*** Opening Document segment ***
- Born: January 5, 1895 Havelock, New Brunswick
- Died: March 11, 1992 (aged 97) Hingham, Massachusetts
- Citizenship: American
- Education: Acadia University, Radcliffe College, Washington University in St. Louis
- Scientific career
- Fields: botanist
- Workplaces: Harvard University Herbaria
- Doctoral advisor: J. M. Greenman
- Author abbrev. (botany): L.M.Perry

= Lily May Perry =

Canadian botanist (1895–1992)

Lily May Perry (1895–1992) was a Canadian-American botanist who worked at Arnold Arboretum and is most known for detailed compilation of information on medicinal plants of East and Southeast Asia and her assistance with the Flora of New Guinea. Perry also has the legacy of authoring the third highest number of land plant species among female scientists, in total naming 414 species.

== Early life and education ==
Perry was born in Havelock, New Brunswick, Canada on January 5, 1895. Her early education was in a one-room school. She received teacher training at Provincial Normal School in Fredericton. After a short period of teaching, she attended Acadia University and received a B.S. in Biology with honors in 1921. She spent an additional 3 years teaching before being admitted to Radcliffe College, where she took coursework from Prof. E. C. Jeffries and M. L. Fernald and received her M.A. in 1925. In 1930, she received a fellowship for doctoral study under J. M. Greenman at Washington University in St. Louis. She completed her doctoral thesis on North American species of Verbena in 1933. She became a U.S. citizen in 1938.
*** Closing Document segment ***
*** Opening Information ***
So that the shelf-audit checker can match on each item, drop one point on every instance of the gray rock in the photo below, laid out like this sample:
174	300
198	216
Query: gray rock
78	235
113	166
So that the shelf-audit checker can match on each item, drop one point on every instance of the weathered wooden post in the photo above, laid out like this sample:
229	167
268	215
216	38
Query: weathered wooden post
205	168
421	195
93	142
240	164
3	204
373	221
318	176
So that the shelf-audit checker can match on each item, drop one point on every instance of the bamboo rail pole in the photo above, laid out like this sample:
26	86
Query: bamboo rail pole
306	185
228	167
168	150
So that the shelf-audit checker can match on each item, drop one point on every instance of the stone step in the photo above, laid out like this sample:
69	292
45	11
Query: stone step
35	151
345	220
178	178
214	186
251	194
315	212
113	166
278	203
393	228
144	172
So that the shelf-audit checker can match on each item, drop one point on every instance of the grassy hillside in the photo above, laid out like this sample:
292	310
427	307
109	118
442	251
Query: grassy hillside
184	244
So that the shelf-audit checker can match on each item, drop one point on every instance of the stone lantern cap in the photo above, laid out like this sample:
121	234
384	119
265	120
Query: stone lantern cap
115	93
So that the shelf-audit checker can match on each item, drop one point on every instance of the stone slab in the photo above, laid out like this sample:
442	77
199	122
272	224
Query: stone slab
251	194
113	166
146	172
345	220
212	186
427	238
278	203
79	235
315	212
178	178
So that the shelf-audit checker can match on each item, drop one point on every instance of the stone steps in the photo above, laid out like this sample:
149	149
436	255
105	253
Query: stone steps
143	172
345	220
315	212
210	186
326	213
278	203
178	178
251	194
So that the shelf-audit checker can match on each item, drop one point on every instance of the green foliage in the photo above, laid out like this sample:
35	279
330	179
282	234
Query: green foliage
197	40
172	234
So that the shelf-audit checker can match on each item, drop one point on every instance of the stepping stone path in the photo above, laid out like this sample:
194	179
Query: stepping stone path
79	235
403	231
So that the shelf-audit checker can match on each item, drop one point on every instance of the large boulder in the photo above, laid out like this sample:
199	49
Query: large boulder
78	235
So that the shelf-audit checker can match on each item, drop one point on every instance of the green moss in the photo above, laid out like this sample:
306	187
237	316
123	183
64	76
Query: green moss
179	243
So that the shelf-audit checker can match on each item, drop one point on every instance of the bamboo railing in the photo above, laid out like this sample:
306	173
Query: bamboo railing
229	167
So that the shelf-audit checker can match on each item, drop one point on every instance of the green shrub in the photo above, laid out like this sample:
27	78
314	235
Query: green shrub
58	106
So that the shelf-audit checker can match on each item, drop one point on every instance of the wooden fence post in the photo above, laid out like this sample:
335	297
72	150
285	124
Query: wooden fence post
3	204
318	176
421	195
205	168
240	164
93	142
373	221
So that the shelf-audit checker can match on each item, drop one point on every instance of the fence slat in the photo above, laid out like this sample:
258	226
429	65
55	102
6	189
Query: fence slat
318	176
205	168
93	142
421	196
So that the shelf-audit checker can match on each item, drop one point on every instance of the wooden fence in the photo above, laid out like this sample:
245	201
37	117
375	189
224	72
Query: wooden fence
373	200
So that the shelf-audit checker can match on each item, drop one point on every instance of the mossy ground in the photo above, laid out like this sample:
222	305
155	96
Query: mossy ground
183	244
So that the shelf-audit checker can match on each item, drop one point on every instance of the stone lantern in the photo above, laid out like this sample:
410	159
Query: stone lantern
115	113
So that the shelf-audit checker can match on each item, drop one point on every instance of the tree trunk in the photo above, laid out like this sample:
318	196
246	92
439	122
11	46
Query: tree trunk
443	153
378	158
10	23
*** Closing Information ***
*** Opening Information ***
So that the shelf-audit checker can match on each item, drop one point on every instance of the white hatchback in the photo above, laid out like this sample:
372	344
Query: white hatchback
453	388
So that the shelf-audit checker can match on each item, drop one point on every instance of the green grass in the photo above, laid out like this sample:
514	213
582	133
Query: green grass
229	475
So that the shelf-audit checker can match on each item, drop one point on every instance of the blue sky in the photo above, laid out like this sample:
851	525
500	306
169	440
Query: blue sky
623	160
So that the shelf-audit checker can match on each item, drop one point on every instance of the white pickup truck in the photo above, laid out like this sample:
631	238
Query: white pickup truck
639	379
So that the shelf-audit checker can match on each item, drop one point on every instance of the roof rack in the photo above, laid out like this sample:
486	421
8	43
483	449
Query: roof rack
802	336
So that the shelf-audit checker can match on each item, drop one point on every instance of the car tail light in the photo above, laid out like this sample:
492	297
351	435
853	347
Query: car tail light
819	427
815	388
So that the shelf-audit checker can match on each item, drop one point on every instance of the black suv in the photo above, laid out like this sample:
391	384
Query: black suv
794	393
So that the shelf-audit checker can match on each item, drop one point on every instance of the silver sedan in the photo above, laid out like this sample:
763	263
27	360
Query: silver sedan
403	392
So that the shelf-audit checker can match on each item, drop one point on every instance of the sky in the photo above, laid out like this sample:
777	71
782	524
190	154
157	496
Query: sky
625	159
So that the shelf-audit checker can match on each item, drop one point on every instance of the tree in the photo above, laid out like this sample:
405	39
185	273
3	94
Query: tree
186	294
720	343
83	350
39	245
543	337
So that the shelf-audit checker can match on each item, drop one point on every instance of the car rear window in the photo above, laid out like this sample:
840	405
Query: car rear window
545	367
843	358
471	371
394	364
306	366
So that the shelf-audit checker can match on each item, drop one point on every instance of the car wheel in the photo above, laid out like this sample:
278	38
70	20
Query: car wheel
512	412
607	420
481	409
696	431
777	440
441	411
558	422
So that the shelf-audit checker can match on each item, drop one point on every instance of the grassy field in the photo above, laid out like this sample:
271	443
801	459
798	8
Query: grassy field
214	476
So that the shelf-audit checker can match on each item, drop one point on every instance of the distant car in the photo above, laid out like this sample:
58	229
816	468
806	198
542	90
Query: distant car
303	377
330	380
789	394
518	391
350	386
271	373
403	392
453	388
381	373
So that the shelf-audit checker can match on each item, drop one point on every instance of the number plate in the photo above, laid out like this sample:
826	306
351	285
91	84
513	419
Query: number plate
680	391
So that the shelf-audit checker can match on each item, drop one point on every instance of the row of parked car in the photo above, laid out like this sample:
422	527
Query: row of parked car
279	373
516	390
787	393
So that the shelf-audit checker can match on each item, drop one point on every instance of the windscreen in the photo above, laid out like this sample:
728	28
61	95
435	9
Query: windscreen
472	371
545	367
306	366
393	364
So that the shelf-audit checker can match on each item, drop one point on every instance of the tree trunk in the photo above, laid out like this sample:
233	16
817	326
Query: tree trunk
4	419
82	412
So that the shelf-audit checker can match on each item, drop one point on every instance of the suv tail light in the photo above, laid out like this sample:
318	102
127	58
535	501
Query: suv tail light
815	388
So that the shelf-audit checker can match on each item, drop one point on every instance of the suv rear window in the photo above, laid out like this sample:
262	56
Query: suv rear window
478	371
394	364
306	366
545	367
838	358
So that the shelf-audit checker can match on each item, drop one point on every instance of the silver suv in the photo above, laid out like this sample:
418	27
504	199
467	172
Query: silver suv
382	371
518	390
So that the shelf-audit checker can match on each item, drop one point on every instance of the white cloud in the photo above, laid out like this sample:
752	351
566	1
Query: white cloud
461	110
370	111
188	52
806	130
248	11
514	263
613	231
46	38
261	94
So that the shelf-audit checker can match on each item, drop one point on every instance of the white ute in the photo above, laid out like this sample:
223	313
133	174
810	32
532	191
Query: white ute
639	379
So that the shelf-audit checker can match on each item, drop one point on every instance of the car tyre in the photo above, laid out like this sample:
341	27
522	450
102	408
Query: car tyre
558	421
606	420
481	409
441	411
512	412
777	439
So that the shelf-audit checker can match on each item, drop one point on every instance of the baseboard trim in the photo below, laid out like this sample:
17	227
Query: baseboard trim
*** Closing Information ***
*** Opening Information ***
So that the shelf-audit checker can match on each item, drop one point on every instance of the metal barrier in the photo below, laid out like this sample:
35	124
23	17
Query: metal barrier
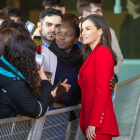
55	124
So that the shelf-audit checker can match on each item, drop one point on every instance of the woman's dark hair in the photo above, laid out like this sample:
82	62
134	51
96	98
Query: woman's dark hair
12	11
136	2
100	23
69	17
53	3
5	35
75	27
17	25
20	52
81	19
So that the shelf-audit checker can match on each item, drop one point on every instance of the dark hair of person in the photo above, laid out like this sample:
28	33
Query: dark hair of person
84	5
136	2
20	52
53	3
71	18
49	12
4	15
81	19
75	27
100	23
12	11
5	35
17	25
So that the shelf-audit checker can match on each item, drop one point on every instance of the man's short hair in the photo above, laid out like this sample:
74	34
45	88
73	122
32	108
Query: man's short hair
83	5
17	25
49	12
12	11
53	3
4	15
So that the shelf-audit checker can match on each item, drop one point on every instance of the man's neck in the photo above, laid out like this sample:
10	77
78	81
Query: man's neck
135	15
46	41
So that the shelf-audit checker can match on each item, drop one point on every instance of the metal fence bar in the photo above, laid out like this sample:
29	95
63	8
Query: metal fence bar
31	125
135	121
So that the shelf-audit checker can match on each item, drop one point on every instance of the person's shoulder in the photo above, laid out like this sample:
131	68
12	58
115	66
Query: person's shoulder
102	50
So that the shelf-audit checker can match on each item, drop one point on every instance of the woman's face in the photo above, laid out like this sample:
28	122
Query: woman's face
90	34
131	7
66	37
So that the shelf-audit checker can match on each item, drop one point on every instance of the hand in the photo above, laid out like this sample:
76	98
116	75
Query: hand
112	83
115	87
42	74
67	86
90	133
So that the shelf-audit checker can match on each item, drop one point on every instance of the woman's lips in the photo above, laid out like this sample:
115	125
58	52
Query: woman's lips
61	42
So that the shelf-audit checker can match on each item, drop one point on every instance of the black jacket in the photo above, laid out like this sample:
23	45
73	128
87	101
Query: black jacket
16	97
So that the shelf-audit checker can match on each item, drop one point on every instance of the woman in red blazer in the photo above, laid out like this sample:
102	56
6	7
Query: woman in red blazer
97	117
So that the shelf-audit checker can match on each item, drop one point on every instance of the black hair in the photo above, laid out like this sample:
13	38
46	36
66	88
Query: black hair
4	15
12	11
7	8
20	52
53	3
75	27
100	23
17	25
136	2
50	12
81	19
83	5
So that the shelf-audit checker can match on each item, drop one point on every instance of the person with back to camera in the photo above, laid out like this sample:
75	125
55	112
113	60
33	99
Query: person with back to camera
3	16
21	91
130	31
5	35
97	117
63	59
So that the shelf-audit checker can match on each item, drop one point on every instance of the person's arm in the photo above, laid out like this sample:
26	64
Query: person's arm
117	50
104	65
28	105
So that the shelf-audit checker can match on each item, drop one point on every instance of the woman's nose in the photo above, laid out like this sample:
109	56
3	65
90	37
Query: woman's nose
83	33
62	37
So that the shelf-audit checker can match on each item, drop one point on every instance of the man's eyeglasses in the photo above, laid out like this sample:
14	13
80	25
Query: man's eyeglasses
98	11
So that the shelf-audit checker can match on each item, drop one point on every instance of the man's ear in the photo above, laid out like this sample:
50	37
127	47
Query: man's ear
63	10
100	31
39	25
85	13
*** Closing Information ***
→ **Brief A**:
Answer these questions from the biography of Lily May Perry:
(i) Where did Perry receive her teacher training?
(ii) How many species did Perry name in total?
(iii) What was the subject of Perry's doctoral thesis?
→ **Brief B**: Write the next passage of the Lily May Perry biography, starting after its final sentence.
The listing has no connection to the biography of Lily May Perry.

→ **Task answer A**:
(i) Provincial Normal School in Fredericton
(ii) 414
(iii) North American species of Verbena

→ **Task answer B**:
== Career ==
In the summer of 1929, she spent a month collecting plant specimens on St. Paul Island (Nova Scotia) with Dr. Muriel V. Roscoe, leading to the production of a vascular flora of the island published in 1931.
After finishing her Ph.D. she took temporary positions at University of Georgia and Sweet Briar College. Upon being unable to locate permanent position in Canada, she was re-hired by M.L. Fernald as an assistant for Gray Herbarium at Harvard. In 1936, E. D. Merrill had her transferred to the Arnold Arboretum to assist with organizing collections from New Guinea and other parts of the Pacific. Perry reached retirement age in 1960, but stayed on at Arnold Arboretum until 1964 to finish Medicinal Plants of East and Southeast Asia: Attributed Properties and Uses.

== Awards ==
- Honorary Doctorate from Acadia University in 1971

In 1997, botanist T.G.Hartley published Perryodendron is a monotypic genus of flowering plants belonging to the family Rutaceae in New Guinea. The only known species is Perryodendron parviflorum. The name is in honour of Lily Perry.

==Selected works==
- Perry, Lily M. (1929). "A Tentative Revision Of Alchemilla § Lachemilla"
- Perry, Lily M. (1933). A revision of the North American species of Verbena. "Annals of the Missouri botanical garden." 20(2):239–362.
- Perry, Lily M. (1933). The vascular flora of St. Paul Island, Nova Scotia. "Rhodora." 33(389):105–132.
- Lam, H. J.(trans. L. M. Perry). (1945). Fragmenta Papuana: observations of a naturalist in the Netherlands New Guinea. Sargentia. 5:1–197.
- Perry, Lily M. (1980). Medicinal Plants of East and Southeast Asia: Attributed Properties and Uses. Cambridge: MIT Press.
- A collection of Perry's papers is held in the Library of the Arnold Arboretum.